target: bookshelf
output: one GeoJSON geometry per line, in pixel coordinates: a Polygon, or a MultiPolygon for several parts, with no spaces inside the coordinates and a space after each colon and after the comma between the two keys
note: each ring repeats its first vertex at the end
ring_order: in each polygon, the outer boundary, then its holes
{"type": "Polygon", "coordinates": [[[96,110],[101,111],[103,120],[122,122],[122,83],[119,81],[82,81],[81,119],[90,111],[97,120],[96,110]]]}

Instructions for the task ::
Copy every line of the material above with no changes at all.

Written solution ::
target: bookshelf
output: one GeoJSON geometry per line, in pixel coordinates: a Polygon, or a MultiPolygon for several parts, with no spaces inside the coordinates and a space after each colon and after the comma between the two keys
note: each ring repeats its first vertex at the end
ring_order: in each polygon, the outer boundary, then its holes
{"type": "Polygon", "coordinates": [[[96,110],[101,111],[103,120],[122,122],[122,83],[119,81],[82,81],[81,119],[90,111],[97,120],[96,110]]]}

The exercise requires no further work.